Document extract -
————————
If you are a data scientist or aspiring to be one you must have come across a term called “The Curse of Dimensionality”. In simple terms, “the curse of dimensionality” refers to challenges we could bump into when handling data in high dimensional space (in simple terms – too many features) in terms of visualization, inference, compute, etc!
When the dimension of data grows, often the performance of machine learning algorithms degrades and this is where dimensionality reduction comes into play!

You can simply understand Dimensionality reduction as a technique to reduce the number of features in a dataset. Less number of features means a simpler and efficient machine learning model! One of the most commonly used methods for dimensionality reduction is Principal Component Analysis(PCA).

This article will demystify the underlying working of PCA and how dimensionality reduction is accomplished using PCA! Let’s get started!

What is Dimensionality Reduction ?

To put it simply, dimensionality reduction is a technique where the number of features in a dataset is reduced to a lower dimension without losing the essence of the data.

When dealing with high dimensional data, it is often useful to reduce the dimensionality by projecting the data to a lower dimensional subspace which captures the “essence” of the data. This is called dimensionality reduction.Page 11, Machine Learning: A Probabilistic Perspective, 2012.

Dimensionality reduction is broadly classified into two categories – Feature Selection and Feature Extraction. Feature Selection is a method, in which most important features are retained and the rest are simply left out. Feature Extraction on the other hand is a slightly advanced technique where features in higher dimension space are reduced to a lower dimension space. PCA belongs to this category!

In this blog, we will demystify foundational concepts behind PCA, an unsupervised learning algorithm.
————————
Dataset section -
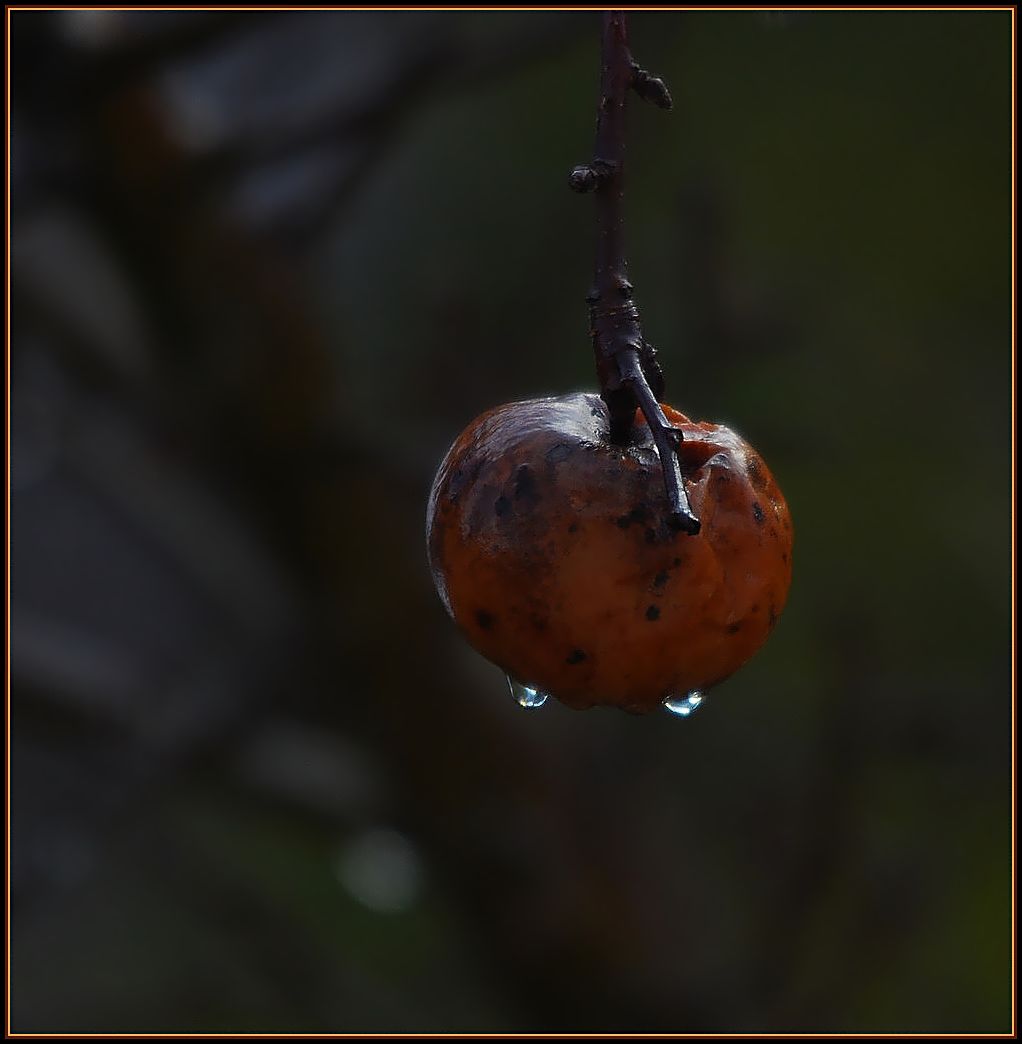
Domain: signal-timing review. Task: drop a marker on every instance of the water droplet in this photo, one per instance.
(526, 695)
(684, 706)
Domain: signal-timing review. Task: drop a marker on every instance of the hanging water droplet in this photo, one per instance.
————————
Problems and tasks -
[1] Please answer these questions about the PCA article above:
(a) What does the article say "the curse of dimensionality" refers to?
(b) Into which two categories is dimensionality reduction broadly classified?
(c) What kind of learning algorithm does the article call PCA?
[2] Carry the PCA article forward from its last sentence.

Answers for the exercise -
[1]
(a) Challenges that can arise when handling data in high dimensional space, meaning too many features, in terms of visualization, inference, and compute.
(b) Feature Selection and Feature Extraction.
(c) An unsupervised learning algorithm.

[2]
What is Principal Component Analysis( PCA ) ?

Principal Component Analysis is a popular Dimensionality Reduction Technique, which is in simple terms :  “ transforming n-dimensional features ( n being large ) to k-dimensional features ( where k is lesser than n ) , without loss of information present in the data ”. 

PCA is widely used for Visualization of higher dimensionality data projected into a lower dimension for easy representation.

Let’s understand the concept of PCA in a simple way. Say, there are two variables as seen from the above image X1 and X2. Which of these variables would you choose if you want to reduce the dimension from two ( 2 – D ) to one ( 1 – D ) ? 

Is it variable X1 or X2 or a new one ? Why should we actually reduce the dimension ? We will see one by one. 

If our problem was to reduce from 2-D to 1-D, it would be the variable , say Z1 , with higher variance, i.e.,a variable (Z1)  which holds most of the information present in the data. The new variable Z1 will be the linear combination of X1 and X2. 

The linear combination will be the line ( EigenVector of highest EigenValue of the Covariance Matrix ) which is the new feature space transforming the data with less projection error.

Why should we reduce the dimension ? Say if we have 1000 of variables in a dataset. The main question to be answered is do all the variables have equal importance. If the information present in 1000 variables is the same with the case of having 10 variables, then it is the case of Dimensionality Reduction problem.  

This is just an outline of how PCA works in reducing into lower dimensions. The most interesting part is how PCA works in forming a new feature space with lower dimensions.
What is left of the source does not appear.